GIVEN INFORMATION:
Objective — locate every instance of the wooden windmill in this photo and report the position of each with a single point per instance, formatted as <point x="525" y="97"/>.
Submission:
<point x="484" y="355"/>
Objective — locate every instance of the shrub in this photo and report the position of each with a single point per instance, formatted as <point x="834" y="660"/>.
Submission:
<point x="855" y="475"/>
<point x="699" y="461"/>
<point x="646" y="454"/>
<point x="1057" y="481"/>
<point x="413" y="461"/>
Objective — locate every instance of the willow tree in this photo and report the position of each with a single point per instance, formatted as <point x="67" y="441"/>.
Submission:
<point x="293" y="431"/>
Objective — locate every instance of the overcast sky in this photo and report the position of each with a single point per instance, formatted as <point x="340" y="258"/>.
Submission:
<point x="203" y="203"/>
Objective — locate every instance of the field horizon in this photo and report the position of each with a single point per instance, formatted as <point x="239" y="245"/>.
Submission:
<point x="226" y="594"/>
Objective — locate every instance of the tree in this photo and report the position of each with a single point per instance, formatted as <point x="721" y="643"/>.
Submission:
...
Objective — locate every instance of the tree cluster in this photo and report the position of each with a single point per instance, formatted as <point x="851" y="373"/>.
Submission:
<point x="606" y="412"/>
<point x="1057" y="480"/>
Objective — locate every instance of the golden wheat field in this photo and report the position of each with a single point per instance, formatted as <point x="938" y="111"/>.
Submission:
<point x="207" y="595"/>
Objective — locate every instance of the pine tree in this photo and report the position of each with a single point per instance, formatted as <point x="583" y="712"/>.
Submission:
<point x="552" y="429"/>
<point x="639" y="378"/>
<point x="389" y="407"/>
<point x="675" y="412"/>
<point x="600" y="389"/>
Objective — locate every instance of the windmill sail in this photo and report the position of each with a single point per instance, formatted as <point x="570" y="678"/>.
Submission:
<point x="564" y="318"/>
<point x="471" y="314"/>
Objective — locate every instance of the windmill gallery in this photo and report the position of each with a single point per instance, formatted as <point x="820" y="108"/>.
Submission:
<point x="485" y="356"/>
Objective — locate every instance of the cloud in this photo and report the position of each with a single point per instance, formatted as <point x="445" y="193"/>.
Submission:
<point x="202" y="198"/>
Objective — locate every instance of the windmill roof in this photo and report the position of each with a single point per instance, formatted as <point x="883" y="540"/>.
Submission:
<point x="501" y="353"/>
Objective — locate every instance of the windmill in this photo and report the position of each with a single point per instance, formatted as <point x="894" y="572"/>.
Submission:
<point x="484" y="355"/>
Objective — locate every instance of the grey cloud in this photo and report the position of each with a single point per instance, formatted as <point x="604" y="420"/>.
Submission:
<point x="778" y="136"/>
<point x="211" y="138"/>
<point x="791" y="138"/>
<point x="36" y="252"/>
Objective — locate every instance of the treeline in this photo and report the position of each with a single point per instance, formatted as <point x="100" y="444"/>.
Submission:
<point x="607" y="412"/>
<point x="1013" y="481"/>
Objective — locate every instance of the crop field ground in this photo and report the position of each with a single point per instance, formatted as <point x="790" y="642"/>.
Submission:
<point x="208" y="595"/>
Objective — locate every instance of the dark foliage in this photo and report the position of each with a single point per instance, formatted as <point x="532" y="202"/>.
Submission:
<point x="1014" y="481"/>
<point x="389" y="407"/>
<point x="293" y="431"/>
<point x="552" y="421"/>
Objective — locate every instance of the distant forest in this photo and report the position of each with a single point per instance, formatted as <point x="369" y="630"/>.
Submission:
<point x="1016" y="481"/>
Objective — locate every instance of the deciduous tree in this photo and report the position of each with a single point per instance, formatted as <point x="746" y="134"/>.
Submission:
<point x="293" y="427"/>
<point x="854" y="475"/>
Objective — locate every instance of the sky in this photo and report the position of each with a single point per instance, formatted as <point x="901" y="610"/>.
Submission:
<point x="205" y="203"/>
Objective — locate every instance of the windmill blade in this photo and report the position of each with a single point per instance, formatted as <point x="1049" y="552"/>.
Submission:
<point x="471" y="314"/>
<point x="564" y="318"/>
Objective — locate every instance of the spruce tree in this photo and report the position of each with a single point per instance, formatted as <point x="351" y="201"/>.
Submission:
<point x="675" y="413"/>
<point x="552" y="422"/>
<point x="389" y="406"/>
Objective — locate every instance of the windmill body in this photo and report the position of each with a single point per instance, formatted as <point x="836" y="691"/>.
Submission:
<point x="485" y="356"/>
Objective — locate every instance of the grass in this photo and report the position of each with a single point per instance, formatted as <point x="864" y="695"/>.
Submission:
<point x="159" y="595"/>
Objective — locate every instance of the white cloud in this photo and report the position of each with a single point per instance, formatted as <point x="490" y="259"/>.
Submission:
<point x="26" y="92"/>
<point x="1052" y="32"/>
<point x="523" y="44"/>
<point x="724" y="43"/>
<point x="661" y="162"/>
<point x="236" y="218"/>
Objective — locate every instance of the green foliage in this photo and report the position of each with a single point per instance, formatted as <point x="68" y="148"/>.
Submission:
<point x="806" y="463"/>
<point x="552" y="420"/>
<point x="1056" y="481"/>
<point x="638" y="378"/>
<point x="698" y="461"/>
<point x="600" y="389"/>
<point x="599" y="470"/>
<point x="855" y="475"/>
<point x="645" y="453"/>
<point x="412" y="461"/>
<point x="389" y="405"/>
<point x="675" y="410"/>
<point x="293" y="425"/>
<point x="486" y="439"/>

DIRECTIVE: Please count how many lines in the records above contain the word "cloud". Reply with the number alone.

RESULT OF THE TASK: 3